Détails de l'exercice: Pouvez-vous reprendre le texte sur l'insuffisance rénale chronique et le poursuivre à partir de sa dernière phrase ?

Bloc de texte:
====

INSUFFISANCE RENALE CHRONIQUE 

* Conditions d'attributions 

La fonction glomérulaire doit être inférieure à 50 %, la taille inférieure ou égale à - 2 DS, la vitesse de croissance inférieure à - 1 DS pour l'âge chronologique. L'âge chronologique doit être supérieur à 2 ans et inférieur à 13 ans chez les garçons et inférieur à 11 ans chez les filles. Il ne doit pas exister de signes pubertaires. La dose attribuée est de 1 UI/kg/semaine. Le traitement est poursuivi si la vitesse de croissance est supérieure à 2 cm par rapport à la vitesse de croissance antérieure et arrêté si la vitesse de croissance est supérieure à la vitesse de croissance normale pour l'âge chronologique. Dans l'insuffisance rénale chronique avec traitement conservateur (7), le traitement par GH permet une accélération nette de la vitesse de croissance qui passe en moyenne de 4 à 5 cm par an avant traitement, à 9 à 10 cm par an la première année avec un rattrapage de 0,5 DS en moyenne. Dans les années suivantes, on assiste à une réduction de cette vitesse de croissance comme cela est habituel avec ce type de traitement. La réponse thérapeutique est inversement corrélée à la clairance de la créatinine au départ, et elle est d'autant meilleure que la vitesse de croissance de base est plus basse. Il n'a pas été noté d'effet secondaire, et en particulier l'évolution de l'insuffisance rénale ne semble pas être accélérée par le traitement par GH. Dans l'insuffisance rénale chronique avec hémodialyse, les résultats sont un peu moins nets, il existe certes une accélération de la vitesse de croissance mais la réponse thérapeutique est variable selon les enfants et certains malades ont une réponse faible. Dans l'insuffisance rénale chronique avec greffe rénale, il n'existe pas actuellement d'AMM mais les protocoles thérapeutiques ont montré une accélération de la vitesse de croissance qui est cependant inférieure à celle obtenue dans l'insuffisance rénale chronique avec traitement conservateur. La fonction rénale n'est pas modifiée par le traitement. Cependant il a été noté dans certaines études des crises de rejet sous traitement mais une analyse plus fine a permis de montrer que ces crises de rejet ne surviennent que dans les cas où le malade a déjà présenté plus d'une crise avant le traitement par GH. Il n'a pas été rapporté au cours de ces traitements d'effets secondaires particuliers si ce n'est une élévation de l'insulinémie mais qui régresse en cours de traitement et disparaît à l'arrêt du traitement.

====

Extraits du listing:
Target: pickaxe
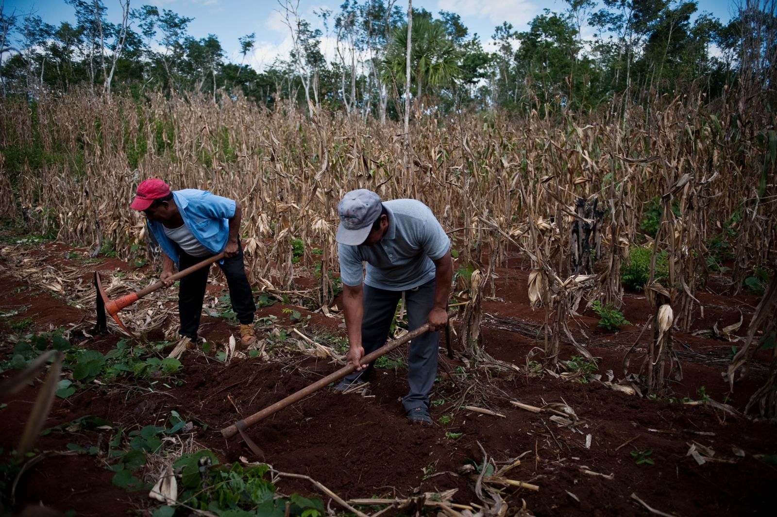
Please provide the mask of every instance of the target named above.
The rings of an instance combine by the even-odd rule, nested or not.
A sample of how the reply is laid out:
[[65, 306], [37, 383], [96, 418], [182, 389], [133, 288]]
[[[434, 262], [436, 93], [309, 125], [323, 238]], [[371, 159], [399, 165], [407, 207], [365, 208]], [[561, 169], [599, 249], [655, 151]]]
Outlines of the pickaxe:
[[[194, 272], [197, 269], [201, 269], [204, 267], [213, 264], [214, 262], [221, 260], [224, 258], [224, 252], [221, 252], [218, 255], [214, 255], [210, 258], [206, 258], [201, 262], [198, 262], [191, 267], [188, 267], [183, 271], [179, 271], [175, 275], [170, 276], [168, 279], [169, 283], [175, 282], [176, 280], [183, 278], [186, 275]], [[106, 294], [105, 290], [103, 289], [103, 283], [100, 281], [99, 273], [96, 271], [95, 272], [95, 279], [94, 279], [95, 287], [97, 289], [97, 323], [95, 324], [94, 331], [96, 332], [107, 332], [108, 325], [106, 319], [105, 313], [107, 311], [110, 317], [113, 318], [117, 324], [127, 332], [128, 335], [132, 335], [132, 332], [127, 330], [124, 324], [121, 322], [119, 319], [118, 313], [120, 311], [124, 309], [127, 305], [131, 305], [136, 301], [145, 297], [145, 295], [153, 293], [158, 289], [161, 289], [165, 286], [165, 283], [162, 280], [153, 283], [148, 287], [141, 289], [134, 293], [131, 293], [126, 296], [121, 297], [118, 300], [111, 300]]]

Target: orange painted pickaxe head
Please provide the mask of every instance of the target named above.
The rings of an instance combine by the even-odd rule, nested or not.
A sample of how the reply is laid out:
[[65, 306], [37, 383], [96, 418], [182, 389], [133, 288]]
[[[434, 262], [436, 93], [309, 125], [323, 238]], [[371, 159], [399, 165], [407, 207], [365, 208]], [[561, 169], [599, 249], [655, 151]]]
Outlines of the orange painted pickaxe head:
[[106, 311], [110, 314], [110, 317], [113, 318], [121, 330], [124, 331], [127, 335], [133, 335], [124, 324], [121, 322], [119, 319], [118, 313], [120, 311], [124, 309], [127, 305], [131, 305], [138, 301], [138, 293], [131, 293], [127, 296], [122, 297], [118, 300], [113, 300], [108, 297], [106, 294], [105, 290], [103, 289], [103, 283], [99, 278], [99, 273], [96, 271], [95, 272], [95, 286], [97, 288], [97, 324], [95, 325], [95, 331], [97, 332], [107, 332], [108, 328], [106, 324]]

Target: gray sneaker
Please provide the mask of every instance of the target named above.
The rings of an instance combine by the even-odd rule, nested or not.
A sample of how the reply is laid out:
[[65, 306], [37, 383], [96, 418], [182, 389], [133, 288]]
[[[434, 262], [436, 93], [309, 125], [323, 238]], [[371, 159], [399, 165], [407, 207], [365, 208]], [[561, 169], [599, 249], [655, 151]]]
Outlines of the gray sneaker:
[[434, 424], [432, 418], [429, 415], [429, 410], [426, 408], [414, 408], [407, 411], [407, 419], [410, 421], [411, 424], [420, 425], [432, 425]]

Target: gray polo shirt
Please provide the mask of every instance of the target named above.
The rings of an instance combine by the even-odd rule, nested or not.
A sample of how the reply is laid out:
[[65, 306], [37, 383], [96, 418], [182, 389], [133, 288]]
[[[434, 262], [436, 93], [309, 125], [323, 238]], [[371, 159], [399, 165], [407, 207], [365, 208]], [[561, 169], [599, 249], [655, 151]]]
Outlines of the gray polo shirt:
[[451, 239], [432, 211], [416, 200], [384, 201], [388, 228], [374, 246], [338, 244], [340, 279], [347, 286], [364, 282], [371, 287], [403, 291], [434, 278], [434, 263], [451, 248]]

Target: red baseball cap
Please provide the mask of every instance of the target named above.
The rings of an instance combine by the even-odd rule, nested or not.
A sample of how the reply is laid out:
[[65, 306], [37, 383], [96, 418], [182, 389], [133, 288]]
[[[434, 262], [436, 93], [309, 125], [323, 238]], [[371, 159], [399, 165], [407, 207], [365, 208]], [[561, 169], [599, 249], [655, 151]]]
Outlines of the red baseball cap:
[[170, 186], [161, 179], [155, 178], [144, 179], [138, 186], [135, 199], [130, 205], [130, 208], [134, 208], [136, 210], [147, 210], [155, 200], [167, 197], [169, 193]]

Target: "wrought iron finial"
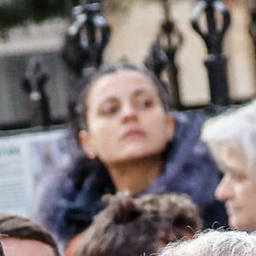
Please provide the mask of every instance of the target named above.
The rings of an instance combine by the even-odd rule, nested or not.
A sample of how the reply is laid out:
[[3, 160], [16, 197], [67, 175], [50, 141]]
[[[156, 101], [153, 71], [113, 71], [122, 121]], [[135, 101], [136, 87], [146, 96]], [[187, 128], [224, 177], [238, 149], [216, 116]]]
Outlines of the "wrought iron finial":
[[29, 113], [32, 126], [50, 125], [50, 110], [44, 86], [49, 80], [49, 73], [43, 60], [33, 56], [29, 60], [22, 81], [22, 88], [29, 96]]
[[166, 84], [171, 104], [174, 108], [180, 108], [178, 69], [175, 57], [182, 44], [183, 38], [171, 15], [169, 1], [162, 0], [162, 6], [165, 19], [155, 42], [151, 45], [149, 55], [146, 59], [145, 64], [154, 71], [159, 79], [160, 79], [161, 73], [166, 71], [168, 81], [164, 84]]
[[[222, 24], [217, 20], [217, 13], [221, 15]], [[206, 15], [207, 29], [199, 20]], [[230, 103], [226, 73], [226, 58], [222, 55], [222, 43], [230, 24], [230, 15], [226, 6], [218, 0], [199, 0], [192, 15], [192, 26], [206, 43], [208, 55], [205, 64], [208, 72], [211, 102], [217, 105]]]
[[98, 68], [110, 38], [110, 26], [102, 15], [99, 3], [81, 4], [73, 9], [73, 22], [67, 30], [63, 57], [79, 76], [85, 68]]

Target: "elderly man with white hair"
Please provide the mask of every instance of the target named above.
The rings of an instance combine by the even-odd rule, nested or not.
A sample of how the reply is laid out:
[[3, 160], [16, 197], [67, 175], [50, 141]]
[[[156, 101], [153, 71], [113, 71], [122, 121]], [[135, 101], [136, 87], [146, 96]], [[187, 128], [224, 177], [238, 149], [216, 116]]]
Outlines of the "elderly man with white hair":
[[256, 230], [256, 101], [207, 121], [201, 138], [224, 172], [215, 196], [225, 203], [229, 224]]
[[256, 236], [245, 231], [207, 230], [193, 239], [171, 242], [160, 256], [253, 256]]

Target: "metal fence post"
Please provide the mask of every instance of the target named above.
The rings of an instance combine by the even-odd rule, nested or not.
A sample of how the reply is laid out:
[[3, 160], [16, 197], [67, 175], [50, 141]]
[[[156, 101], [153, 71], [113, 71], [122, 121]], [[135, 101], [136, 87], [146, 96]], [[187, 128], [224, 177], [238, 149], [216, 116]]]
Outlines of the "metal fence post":
[[[217, 13], [221, 15], [221, 26], [217, 22]], [[199, 20], [206, 15], [207, 30], [201, 27]], [[225, 106], [230, 103], [226, 57], [222, 54], [222, 43], [230, 24], [230, 15], [221, 1], [199, 0], [192, 15], [192, 26], [203, 38], [208, 55], [205, 65], [208, 73], [211, 102]]]

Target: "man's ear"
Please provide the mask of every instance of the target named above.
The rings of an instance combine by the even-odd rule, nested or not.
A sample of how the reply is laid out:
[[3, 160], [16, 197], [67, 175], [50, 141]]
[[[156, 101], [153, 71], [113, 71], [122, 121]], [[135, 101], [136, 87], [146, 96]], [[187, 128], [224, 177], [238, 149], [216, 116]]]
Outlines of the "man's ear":
[[87, 156], [90, 159], [95, 159], [96, 155], [94, 151], [93, 145], [90, 142], [90, 134], [87, 131], [83, 130], [79, 131], [79, 143]]
[[175, 119], [172, 113], [167, 113], [166, 114], [166, 136], [167, 136], [167, 140], [168, 142], [172, 142], [175, 134]]

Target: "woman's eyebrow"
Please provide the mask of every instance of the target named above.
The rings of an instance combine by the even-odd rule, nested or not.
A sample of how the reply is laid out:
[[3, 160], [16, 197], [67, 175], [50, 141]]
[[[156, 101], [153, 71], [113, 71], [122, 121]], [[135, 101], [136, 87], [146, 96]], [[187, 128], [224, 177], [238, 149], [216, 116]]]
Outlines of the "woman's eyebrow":
[[142, 94], [148, 94], [151, 91], [151, 90], [148, 90], [148, 88], [144, 89], [144, 88], [141, 88], [138, 90], [136, 90], [133, 93], [132, 93], [132, 96], [137, 96]]
[[117, 100], [116, 96], [107, 96], [106, 98], [103, 98], [102, 99], [102, 101], [100, 101], [100, 104], [104, 102], [115, 102], [116, 100]]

====

Résultat de l'exercice:
CONCLUSION Le traitement par l'hormone de croissance a montré son efficacité dans les indications actuelles. Cependant il est probablement possible d'améliorer encore ces résultats en analysant mieux les facteurs prédictifs de la réponse thérapeutique afin de moduler les doses thérapeutiques sur le plan individuel. 

Références 

1. Frish H, Severi F. Final height after growth hormone therapy. Horm Res 1995 ; 43 : 121-147. 

2. Costes J., Letrait m., Carel JC., Tresca JP., Chatelain P., Rochiccioli P., Chaussain JL., JOb JC. Long term results of growth hormone treatment in France in children of short stature population, register based study. BMJ 1997 ; 315 : 708-713. 

3. Price DA., Ranke M. Final height following growth hormone treatment. in Progress in Growth hormone therapy. 5 years of KIGS MB Ranke R. Gunnarson (Eds) J&J; Verlag Mannheim 1994 ; 129-144. 

4. Turner Syndrome in a life span perspective : Research and Clinical Aspects. K Albertsson-Wikland, MB. Ranke, eds Elsevier 1995.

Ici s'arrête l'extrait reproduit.